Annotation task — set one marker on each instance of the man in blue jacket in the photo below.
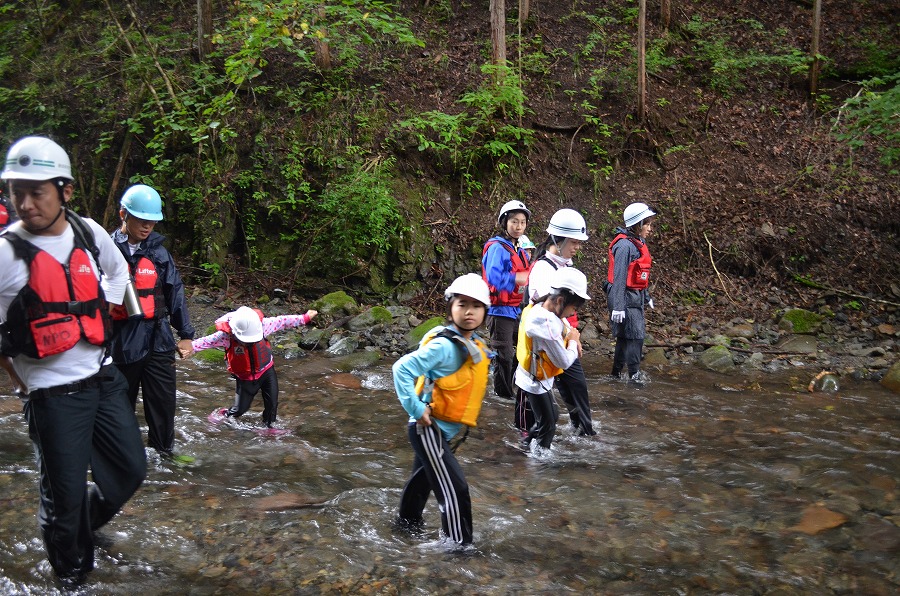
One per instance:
(143, 346)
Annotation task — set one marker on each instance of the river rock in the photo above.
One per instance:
(336, 304)
(314, 338)
(817, 519)
(656, 357)
(343, 346)
(744, 330)
(345, 380)
(717, 359)
(891, 379)
(802, 321)
(415, 336)
(799, 344)
(377, 315)
(358, 360)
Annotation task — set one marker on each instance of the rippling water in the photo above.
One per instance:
(695, 484)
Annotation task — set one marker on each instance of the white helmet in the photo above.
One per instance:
(513, 206)
(471, 285)
(246, 325)
(569, 278)
(36, 158)
(636, 213)
(568, 223)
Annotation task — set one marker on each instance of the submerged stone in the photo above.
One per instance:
(717, 359)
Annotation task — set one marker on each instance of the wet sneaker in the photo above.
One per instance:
(639, 378)
(525, 442)
(218, 415)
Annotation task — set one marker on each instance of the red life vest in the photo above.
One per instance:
(638, 276)
(149, 291)
(247, 361)
(60, 305)
(519, 263)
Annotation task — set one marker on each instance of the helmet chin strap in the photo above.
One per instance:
(62, 210)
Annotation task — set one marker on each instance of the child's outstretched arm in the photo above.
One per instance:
(273, 324)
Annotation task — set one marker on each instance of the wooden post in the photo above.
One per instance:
(642, 66)
(815, 66)
(204, 28)
(498, 32)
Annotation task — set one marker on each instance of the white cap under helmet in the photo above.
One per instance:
(569, 278)
(568, 223)
(36, 158)
(471, 285)
(513, 206)
(246, 325)
(636, 213)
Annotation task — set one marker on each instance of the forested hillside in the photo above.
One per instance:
(367, 145)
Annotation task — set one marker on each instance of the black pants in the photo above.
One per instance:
(524, 416)
(573, 388)
(435, 469)
(627, 354)
(245, 391)
(545, 414)
(155, 377)
(95, 428)
(504, 333)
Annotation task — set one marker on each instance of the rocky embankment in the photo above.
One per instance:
(829, 346)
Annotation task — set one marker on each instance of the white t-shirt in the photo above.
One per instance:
(546, 332)
(84, 359)
(541, 275)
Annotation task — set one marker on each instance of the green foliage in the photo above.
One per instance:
(463, 140)
(873, 116)
(728, 69)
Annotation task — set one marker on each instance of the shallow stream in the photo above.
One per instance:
(697, 483)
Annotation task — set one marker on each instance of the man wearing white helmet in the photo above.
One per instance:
(441, 386)
(627, 283)
(7, 213)
(547, 347)
(504, 266)
(565, 235)
(144, 347)
(57, 272)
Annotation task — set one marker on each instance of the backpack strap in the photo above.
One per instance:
(84, 235)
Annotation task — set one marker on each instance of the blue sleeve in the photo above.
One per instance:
(438, 358)
(498, 268)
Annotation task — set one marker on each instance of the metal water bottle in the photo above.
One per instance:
(132, 303)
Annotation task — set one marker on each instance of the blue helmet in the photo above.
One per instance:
(142, 201)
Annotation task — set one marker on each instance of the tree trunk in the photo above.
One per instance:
(498, 32)
(204, 28)
(323, 52)
(815, 66)
(642, 67)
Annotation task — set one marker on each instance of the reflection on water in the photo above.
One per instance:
(694, 484)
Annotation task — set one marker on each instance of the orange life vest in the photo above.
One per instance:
(458, 396)
(149, 291)
(60, 305)
(247, 361)
(538, 365)
(519, 263)
(638, 276)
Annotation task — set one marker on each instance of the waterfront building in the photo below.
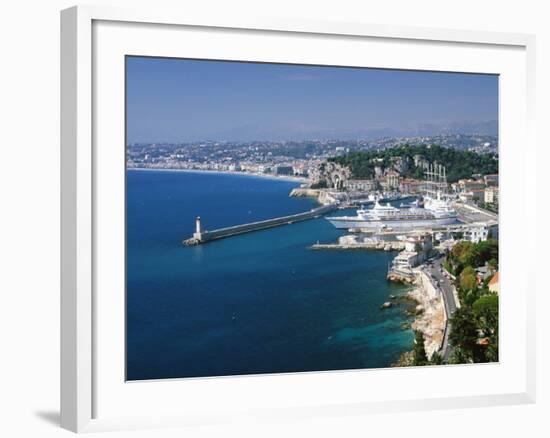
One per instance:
(467, 185)
(491, 195)
(392, 180)
(284, 170)
(477, 233)
(413, 186)
(491, 180)
(361, 185)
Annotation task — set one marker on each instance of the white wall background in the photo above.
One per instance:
(29, 215)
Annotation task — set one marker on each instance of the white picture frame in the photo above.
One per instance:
(83, 175)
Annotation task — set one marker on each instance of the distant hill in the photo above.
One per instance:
(458, 163)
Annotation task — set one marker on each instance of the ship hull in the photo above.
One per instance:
(347, 223)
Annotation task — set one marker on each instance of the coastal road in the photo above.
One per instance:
(443, 283)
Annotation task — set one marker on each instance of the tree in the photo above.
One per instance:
(459, 356)
(485, 309)
(436, 359)
(468, 279)
(419, 352)
(464, 332)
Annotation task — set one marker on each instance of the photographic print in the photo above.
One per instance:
(289, 218)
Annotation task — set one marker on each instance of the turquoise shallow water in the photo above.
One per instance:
(256, 303)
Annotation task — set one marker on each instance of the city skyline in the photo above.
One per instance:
(176, 100)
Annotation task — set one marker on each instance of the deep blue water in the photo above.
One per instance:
(256, 303)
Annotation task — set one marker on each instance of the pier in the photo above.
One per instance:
(200, 236)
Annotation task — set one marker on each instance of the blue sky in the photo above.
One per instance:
(176, 100)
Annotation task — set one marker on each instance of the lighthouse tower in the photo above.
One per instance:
(198, 234)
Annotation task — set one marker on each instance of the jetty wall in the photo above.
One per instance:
(220, 233)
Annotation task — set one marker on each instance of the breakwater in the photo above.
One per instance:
(200, 236)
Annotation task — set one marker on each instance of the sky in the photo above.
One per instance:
(178, 100)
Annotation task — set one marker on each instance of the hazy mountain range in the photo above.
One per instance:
(299, 131)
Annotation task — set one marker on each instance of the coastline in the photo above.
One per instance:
(295, 179)
(430, 319)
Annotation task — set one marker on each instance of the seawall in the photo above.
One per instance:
(207, 236)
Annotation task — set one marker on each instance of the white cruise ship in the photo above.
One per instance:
(435, 211)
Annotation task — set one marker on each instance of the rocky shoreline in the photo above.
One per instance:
(429, 320)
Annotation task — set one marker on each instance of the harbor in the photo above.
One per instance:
(203, 236)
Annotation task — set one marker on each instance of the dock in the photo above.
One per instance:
(200, 236)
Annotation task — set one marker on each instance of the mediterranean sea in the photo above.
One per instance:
(261, 302)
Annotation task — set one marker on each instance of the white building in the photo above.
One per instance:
(491, 195)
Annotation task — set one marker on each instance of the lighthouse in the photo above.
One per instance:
(197, 235)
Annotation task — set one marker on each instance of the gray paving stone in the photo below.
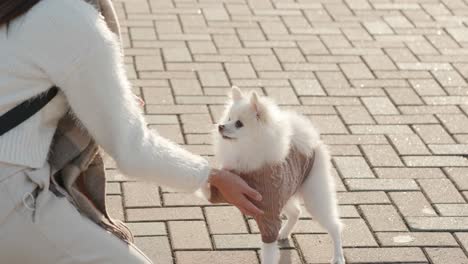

===

Take the lines starting with the one containing "seawall in the photo above." and going on through the end of the data, and convert them into a Markdown table with the columns Row and Line, one numbered row per line, skipping any blank lines. Leave the pictures out.

| Row | Line |
|---|---|
| 1 | Annotation task — set one marker on each instance of the seawall in the photo above. |
| 2 | One per instance: |
| 3 | (207, 236) |
| 4 | Annotation task — set one marker on each instance of the white cruise ship in the photo above. |
| 5 | One per instance: |
| 6 | (435, 211) |
| 7 | Annotation task — set one marker on each instance of the rocky shoreline in the photo above. |
| 8 | One per instance: |
| 9 | (429, 320) |
| 10 | Annotation task — set one marker on each instance of the harbor in the photo above. |
| 11 | One per instance: |
| 12 | (203, 236) |
| 13 | Annotation task — set one marker on each instance of the dock in the photo above. |
| 14 | One per instance: |
| 15 | (200, 236) |
| 16 | Annotation task — set one marker on each instance of the mediterranean sea in the photo above. |
| 17 | One per instance: |
| 18 | (261, 302) |
| 19 | Annotation task — set one marker on each instance of the white building in the photo above. |
| 20 | One per instance: |
| 21 | (491, 195) |
| 22 | Annotation task — set one marker on each instance of the lighthouse in the photo above. |
| 23 | One per instance: |
| 24 | (197, 235) |
| 25 | Annotation task — set one marker on each instance of the gray paving stone in the photo below. |